• **What is needed**
Filter the material below down to the lines containing the word "from".

• **Task input**
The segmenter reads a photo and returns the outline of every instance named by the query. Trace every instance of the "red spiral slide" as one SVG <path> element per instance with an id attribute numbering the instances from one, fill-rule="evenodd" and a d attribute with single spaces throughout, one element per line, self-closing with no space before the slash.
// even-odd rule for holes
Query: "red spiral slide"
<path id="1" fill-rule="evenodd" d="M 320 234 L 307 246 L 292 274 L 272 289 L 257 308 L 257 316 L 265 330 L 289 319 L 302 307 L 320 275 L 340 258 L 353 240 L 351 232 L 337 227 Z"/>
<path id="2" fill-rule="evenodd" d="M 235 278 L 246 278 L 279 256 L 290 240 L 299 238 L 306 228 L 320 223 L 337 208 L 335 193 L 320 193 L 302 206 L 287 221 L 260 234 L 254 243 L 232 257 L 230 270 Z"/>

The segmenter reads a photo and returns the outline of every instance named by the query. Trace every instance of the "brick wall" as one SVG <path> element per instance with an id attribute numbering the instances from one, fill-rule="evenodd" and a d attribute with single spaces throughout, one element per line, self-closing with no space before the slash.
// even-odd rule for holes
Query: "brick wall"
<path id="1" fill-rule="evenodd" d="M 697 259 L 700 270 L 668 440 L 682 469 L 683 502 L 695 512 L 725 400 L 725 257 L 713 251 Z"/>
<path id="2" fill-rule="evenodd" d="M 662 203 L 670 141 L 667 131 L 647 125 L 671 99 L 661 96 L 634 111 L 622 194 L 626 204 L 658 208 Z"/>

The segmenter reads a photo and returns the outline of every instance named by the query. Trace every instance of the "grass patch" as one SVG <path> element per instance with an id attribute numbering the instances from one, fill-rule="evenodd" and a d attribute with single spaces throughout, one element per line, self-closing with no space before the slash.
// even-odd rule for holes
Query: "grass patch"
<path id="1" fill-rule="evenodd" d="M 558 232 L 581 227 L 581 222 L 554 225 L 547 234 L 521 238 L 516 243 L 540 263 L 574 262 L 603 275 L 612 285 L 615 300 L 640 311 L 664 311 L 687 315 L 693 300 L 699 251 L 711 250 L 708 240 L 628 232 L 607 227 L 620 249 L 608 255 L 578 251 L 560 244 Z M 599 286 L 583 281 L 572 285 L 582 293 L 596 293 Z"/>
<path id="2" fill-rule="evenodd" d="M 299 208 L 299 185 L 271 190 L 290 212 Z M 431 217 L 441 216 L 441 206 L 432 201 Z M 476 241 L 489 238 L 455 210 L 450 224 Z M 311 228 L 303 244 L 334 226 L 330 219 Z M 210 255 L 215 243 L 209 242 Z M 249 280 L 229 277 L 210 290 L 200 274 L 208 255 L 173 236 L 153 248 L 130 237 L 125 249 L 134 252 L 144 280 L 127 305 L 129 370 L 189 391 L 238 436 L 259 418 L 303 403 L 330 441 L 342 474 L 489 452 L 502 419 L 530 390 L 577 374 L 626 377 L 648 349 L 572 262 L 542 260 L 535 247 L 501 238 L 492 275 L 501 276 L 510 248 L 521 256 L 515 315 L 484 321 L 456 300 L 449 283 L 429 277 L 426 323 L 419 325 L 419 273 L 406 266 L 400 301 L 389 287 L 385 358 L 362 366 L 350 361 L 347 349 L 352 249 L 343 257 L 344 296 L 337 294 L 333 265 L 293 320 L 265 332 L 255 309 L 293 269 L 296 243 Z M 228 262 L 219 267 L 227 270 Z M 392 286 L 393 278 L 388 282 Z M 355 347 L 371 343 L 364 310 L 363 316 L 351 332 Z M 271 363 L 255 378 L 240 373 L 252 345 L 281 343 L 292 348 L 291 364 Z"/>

• **Expected output**
The segmenter reads a photo and returns the outline of every instance named by the query. Trace every instance of the "red spiral slide" as one SVG <path> element per instance with an id attribute numbering the instances from one, fill-rule="evenodd" and a d attribute with single spaces throughout, one element per line, self-closing with no space before the slash.
The segmenter reads a photo and returns the outline of every instance named by the query. Trace every instance of the "brick wall" as one SVG <path> element per instance with an id attribute numbering the instances from one, fill-rule="evenodd" and a d attribute with single spaces throughout, one element per line, self-closing with no space before the slash.
The segmenter reads a photo and returns the outline of every instance named by the query. Trace every instance of the "grass patch" as one SVG <path> element per instance with an id attribute numbering the instances from one, fill-rule="evenodd" and a d attribute with single spaces throughout, one element per line, self-closing with no space before the slash.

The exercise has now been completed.